◆ STATED PROBLEM: Render the records below, from the line with "For the silhouetted" to the line with "[[501, 939]]", both included, as a JSON list of strings with one string per line, leaving out blank lines.

◆ ROWS:
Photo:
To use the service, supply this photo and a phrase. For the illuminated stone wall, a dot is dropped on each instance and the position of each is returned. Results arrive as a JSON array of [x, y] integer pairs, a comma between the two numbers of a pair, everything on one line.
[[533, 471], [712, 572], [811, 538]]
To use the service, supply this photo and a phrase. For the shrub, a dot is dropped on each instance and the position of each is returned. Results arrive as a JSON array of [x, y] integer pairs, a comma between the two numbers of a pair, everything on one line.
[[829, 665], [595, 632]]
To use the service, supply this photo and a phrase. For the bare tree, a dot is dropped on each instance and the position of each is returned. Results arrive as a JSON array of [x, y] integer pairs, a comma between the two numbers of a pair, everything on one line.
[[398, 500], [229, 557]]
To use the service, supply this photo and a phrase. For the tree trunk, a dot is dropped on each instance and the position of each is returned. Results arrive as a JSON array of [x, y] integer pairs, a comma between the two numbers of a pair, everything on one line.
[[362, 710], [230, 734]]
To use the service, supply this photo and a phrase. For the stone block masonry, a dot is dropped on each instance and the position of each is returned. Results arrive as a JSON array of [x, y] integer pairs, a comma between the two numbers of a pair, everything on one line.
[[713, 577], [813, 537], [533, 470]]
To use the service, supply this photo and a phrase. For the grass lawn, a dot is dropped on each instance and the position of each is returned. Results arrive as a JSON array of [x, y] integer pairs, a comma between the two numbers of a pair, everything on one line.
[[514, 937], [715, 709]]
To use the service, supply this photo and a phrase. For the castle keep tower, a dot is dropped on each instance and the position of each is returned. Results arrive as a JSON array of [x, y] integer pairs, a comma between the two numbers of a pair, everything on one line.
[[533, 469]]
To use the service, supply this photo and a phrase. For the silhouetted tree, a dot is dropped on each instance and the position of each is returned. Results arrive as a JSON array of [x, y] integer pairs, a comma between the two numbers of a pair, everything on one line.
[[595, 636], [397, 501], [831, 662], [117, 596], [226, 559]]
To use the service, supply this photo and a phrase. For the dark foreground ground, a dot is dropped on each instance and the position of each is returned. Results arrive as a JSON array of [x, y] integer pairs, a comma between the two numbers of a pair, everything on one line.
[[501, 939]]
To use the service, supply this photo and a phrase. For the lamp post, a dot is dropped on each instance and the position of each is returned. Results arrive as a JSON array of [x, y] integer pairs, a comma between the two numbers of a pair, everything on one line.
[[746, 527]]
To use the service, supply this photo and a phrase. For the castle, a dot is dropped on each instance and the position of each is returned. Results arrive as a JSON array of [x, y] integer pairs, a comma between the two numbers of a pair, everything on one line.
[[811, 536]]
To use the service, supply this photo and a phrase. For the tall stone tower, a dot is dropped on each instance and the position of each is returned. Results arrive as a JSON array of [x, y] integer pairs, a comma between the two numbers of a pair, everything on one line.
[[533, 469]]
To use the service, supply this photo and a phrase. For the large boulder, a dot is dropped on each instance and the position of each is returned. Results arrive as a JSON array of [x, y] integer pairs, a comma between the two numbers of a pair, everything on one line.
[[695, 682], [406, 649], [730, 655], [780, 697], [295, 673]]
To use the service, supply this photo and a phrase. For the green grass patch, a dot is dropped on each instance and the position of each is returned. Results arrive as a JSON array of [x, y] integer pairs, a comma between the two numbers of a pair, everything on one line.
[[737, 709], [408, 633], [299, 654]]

◆ SOLUTION:
[
  "To use the service, supply this photo and a phrase. For the silhouetted tree, a dot is dropped on each instance and the position of each is returned. Results arrive as a JSON array of [x, y] integer pairs, a comma between the two numbers of a pair, everything on one line.",
  "[[595, 636], [397, 501], [831, 662], [117, 596], [226, 559]]",
  "To use the service, supply this photo and a phrase. For the dark foreground ground, a dot is dropped on each instance and the position of each is returned. Results arrive as a JSON array of [x, y] integer pairs, a comma between the two numbers of a pair, everything on one line.",
  "[[501, 939]]"
]